__Dataset entries__:
--

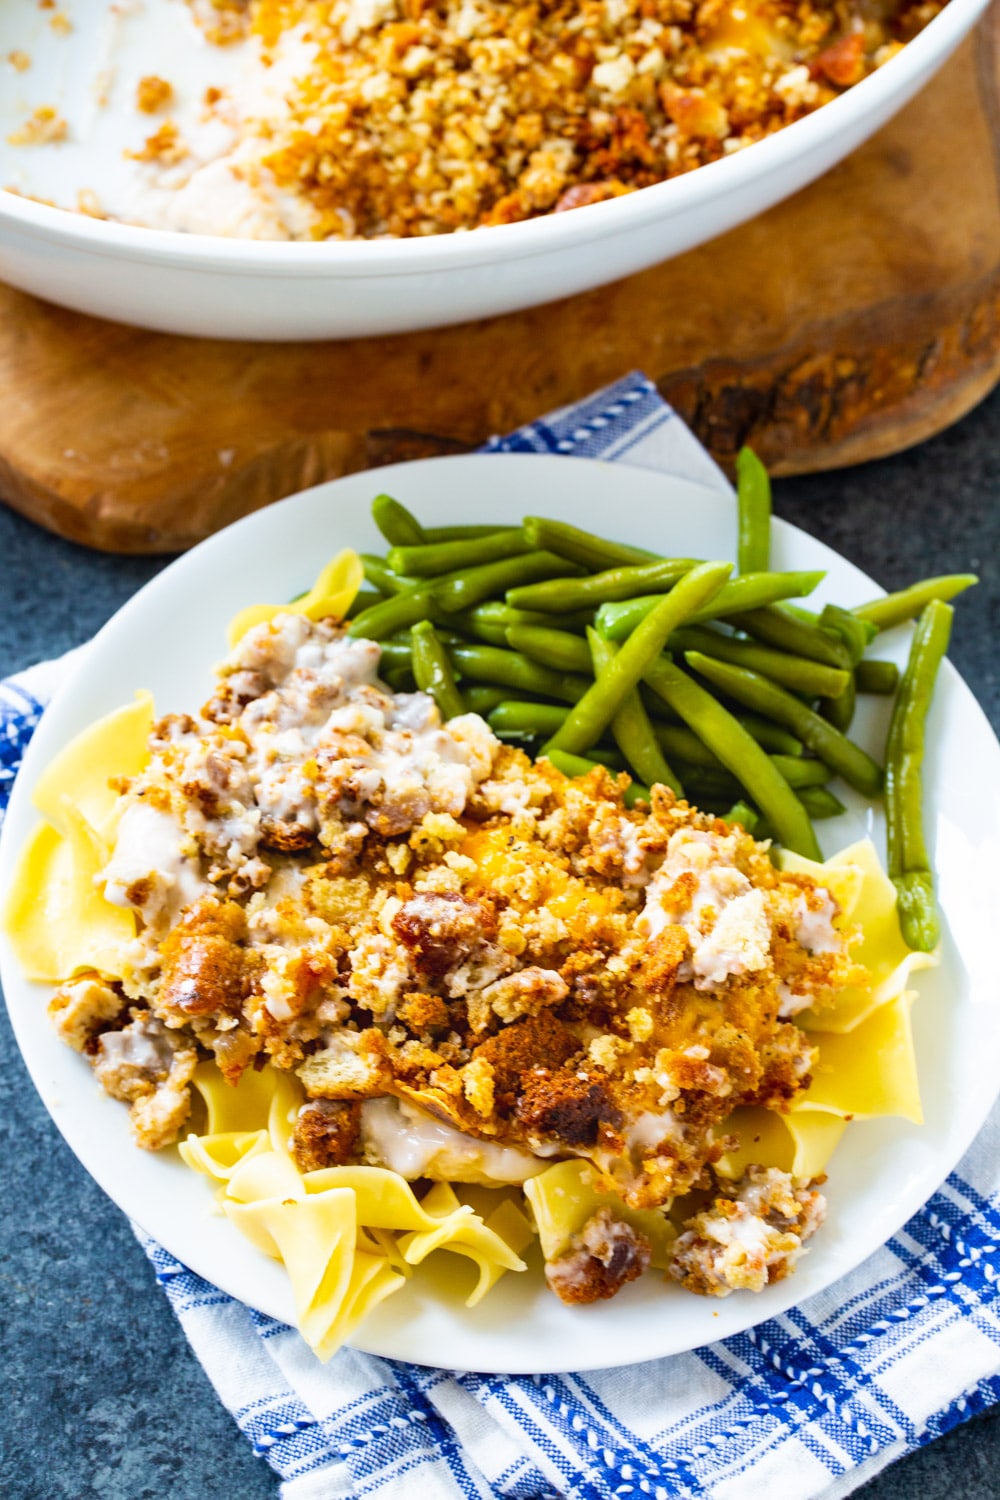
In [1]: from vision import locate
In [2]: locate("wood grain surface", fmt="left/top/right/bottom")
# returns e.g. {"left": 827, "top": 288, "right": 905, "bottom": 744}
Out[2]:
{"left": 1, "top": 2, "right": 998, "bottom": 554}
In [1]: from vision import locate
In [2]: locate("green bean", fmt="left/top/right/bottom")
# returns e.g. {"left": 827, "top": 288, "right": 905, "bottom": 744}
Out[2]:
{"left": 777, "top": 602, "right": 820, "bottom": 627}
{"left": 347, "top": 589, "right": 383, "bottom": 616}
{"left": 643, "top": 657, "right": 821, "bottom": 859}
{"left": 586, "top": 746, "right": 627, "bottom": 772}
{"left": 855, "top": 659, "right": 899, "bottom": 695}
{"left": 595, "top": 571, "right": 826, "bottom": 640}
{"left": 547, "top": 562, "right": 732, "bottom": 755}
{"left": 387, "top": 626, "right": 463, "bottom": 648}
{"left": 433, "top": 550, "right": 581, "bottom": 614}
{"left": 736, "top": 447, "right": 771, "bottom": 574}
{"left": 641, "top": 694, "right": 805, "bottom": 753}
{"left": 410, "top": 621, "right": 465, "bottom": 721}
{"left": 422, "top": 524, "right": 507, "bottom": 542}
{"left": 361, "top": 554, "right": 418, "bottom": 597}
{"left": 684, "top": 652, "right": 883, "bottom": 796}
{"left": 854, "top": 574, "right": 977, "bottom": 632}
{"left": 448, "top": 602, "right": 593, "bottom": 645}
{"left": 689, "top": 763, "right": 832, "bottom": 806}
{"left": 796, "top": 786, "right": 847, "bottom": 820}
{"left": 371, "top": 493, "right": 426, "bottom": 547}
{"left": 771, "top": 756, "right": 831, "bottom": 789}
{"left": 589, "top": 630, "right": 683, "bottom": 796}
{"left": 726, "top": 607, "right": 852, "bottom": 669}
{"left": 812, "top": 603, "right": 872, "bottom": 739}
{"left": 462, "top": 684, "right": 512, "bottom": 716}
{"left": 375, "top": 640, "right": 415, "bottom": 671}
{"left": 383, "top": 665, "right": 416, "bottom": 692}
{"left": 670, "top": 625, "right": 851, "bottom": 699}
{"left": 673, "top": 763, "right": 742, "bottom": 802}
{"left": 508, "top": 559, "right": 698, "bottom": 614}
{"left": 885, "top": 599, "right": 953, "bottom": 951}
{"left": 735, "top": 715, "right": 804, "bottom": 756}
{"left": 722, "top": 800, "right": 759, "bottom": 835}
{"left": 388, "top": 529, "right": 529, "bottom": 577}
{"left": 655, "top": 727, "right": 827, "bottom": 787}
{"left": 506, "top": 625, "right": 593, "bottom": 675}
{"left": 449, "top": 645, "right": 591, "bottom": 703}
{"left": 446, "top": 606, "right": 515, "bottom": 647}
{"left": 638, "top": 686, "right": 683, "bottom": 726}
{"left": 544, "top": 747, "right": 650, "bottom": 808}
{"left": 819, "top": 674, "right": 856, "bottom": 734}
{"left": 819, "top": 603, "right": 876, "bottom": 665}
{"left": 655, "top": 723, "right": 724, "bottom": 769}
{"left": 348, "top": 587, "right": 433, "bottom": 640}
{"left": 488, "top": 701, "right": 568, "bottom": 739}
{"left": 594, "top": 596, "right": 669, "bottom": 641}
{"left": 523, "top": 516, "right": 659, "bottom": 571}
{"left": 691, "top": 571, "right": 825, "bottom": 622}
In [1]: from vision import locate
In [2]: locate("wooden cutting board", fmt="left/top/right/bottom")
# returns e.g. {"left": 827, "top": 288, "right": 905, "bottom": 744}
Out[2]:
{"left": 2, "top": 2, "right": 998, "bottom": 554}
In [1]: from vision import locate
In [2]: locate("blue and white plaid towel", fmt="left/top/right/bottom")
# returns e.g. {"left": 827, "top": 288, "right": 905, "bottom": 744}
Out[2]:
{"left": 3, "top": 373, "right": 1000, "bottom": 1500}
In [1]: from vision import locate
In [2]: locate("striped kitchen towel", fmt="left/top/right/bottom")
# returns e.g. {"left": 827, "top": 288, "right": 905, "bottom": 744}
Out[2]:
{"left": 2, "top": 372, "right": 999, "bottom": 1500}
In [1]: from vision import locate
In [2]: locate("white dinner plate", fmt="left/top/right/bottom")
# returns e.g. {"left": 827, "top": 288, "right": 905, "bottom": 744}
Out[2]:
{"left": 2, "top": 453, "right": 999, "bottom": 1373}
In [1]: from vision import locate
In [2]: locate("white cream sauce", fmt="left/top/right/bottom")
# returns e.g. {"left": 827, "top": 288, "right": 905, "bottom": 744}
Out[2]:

--

__Your instructions__:
For this exercise, print all of the entries exactly as they appear, but without pictures.

__Answer space__:
In [1]: from vision import locate
In [2]: locate("wood grain surface", fmt="left/top/right/bottom")
# returns e.g. {"left": 827, "top": 288, "right": 905, "bottom": 744}
Out[2]:
{"left": 1, "top": 2, "right": 998, "bottom": 554}
In [1]: from vision import locate
In [2]: locate("green bean", fmt="left/top/right/bottom")
# returns e.g. {"left": 827, "top": 288, "right": 905, "bottom": 744}
Out[2]:
{"left": 777, "top": 602, "right": 820, "bottom": 627}
{"left": 347, "top": 589, "right": 383, "bottom": 616}
{"left": 643, "top": 657, "right": 821, "bottom": 859}
{"left": 586, "top": 746, "right": 627, "bottom": 772}
{"left": 855, "top": 659, "right": 899, "bottom": 695}
{"left": 595, "top": 571, "right": 826, "bottom": 640}
{"left": 547, "top": 562, "right": 732, "bottom": 755}
{"left": 387, "top": 626, "right": 463, "bottom": 648}
{"left": 433, "top": 550, "right": 581, "bottom": 614}
{"left": 736, "top": 447, "right": 771, "bottom": 574}
{"left": 641, "top": 694, "right": 805, "bottom": 753}
{"left": 410, "top": 621, "right": 465, "bottom": 721}
{"left": 422, "top": 524, "right": 507, "bottom": 542}
{"left": 361, "top": 554, "right": 418, "bottom": 597}
{"left": 684, "top": 652, "right": 883, "bottom": 796}
{"left": 854, "top": 574, "right": 977, "bottom": 632}
{"left": 448, "top": 602, "right": 593, "bottom": 645}
{"left": 689, "top": 763, "right": 832, "bottom": 806}
{"left": 796, "top": 786, "right": 847, "bottom": 820}
{"left": 371, "top": 493, "right": 426, "bottom": 547}
{"left": 771, "top": 756, "right": 831, "bottom": 789}
{"left": 589, "top": 630, "right": 683, "bottom": 796}
{"left": 726, "top": 607, "right": 852, "bottom": 669}
{"left": 812, "top": 603, "right": 872, "bottom": 739}
{"left": 462, "top": 684, "right": 512, "bottom": 716}
{"left": 375, "top": 640, "right": 415, "bottom": 671}
{"left": 383, "top": 665, "right": 416, "bottom": 692}
{"left": 670, "top": 625, "right": 851, "bottom": 699}
{"left": 673, "top": 763, "right": 742, "bottom": 802}
{"left": 508, "top": 559, "right": 698, "bottom": 614}
{"left": 885, "top": 599, "right": 953, "bottom": 951}
{"left": 735, "top": 715, "right": 804, "bottom": 756}
{"left": 722, "top": 800, "right": 759, "bottom": 835}
{"left": 388, "top": 529, "right": 529, "bottom": 577}
{"left": 655, "top": 727, "right": 827, "bottom": 787}
{"left": 506, "top": 625, "right": 593, "bottom": 675}
{"left": 449, "top": 645, "right": 591, "bottom": 703}
{"left": 446, "top": 606, "right": 515, "bottom": 647}
{"left": 638, "top": 686, "right": 683, "bottom": 726}
{"left": 544, "top": 747, "right": 650, "bottom": 808}
{"left": 819, "top": 674, "right": 856, "bottom": 734}
{"left": 819, "top": 603, "right": 876, "bottom": 665}
{"left": 655, "top": 723, "right": 724, "bottom": 769}
{"left": 348, "top": 587, "right": 433, "bottom": 640}
{"left": 488, "top": 701, "right": 568, "bottom": 739}
{"left": 594, "top": 596, "right": 669, "bottom": 641}
{"left": 523, "top": 516, "right": 659, "bottom": 571}
{"left": 691, "top": 571, "right": 825, "bottom": 622}
In [1]: from vision import locate
In [2]: locate("wooden cutting board", fmt="left/top/right/bottom")
# returns e.g. {"left": 827, "top": 288, "right": 905, "bottom": 744}
Out[2]:
{"left": 2, "top": 2, "right": 998, "bottom": 554}
In [1]: from vision import locate
In [2]: locate("blue and white plaid towel", fmt="left/top/right/bottom")
# returns e.g. {"left": 827, "top": 288, "right": 905, "bottom": 744}
Out[2]:
{"left": 3, "top": 373, "right": 1000, "bottom": 1500}
In [1]: from vision import locate
In [2]: locate("striped kitchen towel", fmt="left/top/right/bottom")
# returns e.g. {"left": 827, "top": 288, "right": 905, "bottom": 744}
Out[2]:
{"left": 2, "top": 372, "right": 999, "bottom": 1500}
In [1]: from vision import locate
In [2]: locate("white dinner plate", fmt="left/top/right/bottom")
# returns e.g. {"left": 827, "top": 288, "right": 905, "bottom": 744}
Out[2]:
{"left": 2, "top": 453, "right": 999, "bottom": 1373}
In [1]: from vision import locate
In [2]: locate("white cream sauce", fmt="left/top/right/bottom")
# returns e.g. {"left": 827, "top": 288, "right": 905, "bottom": 744}
Out[2]:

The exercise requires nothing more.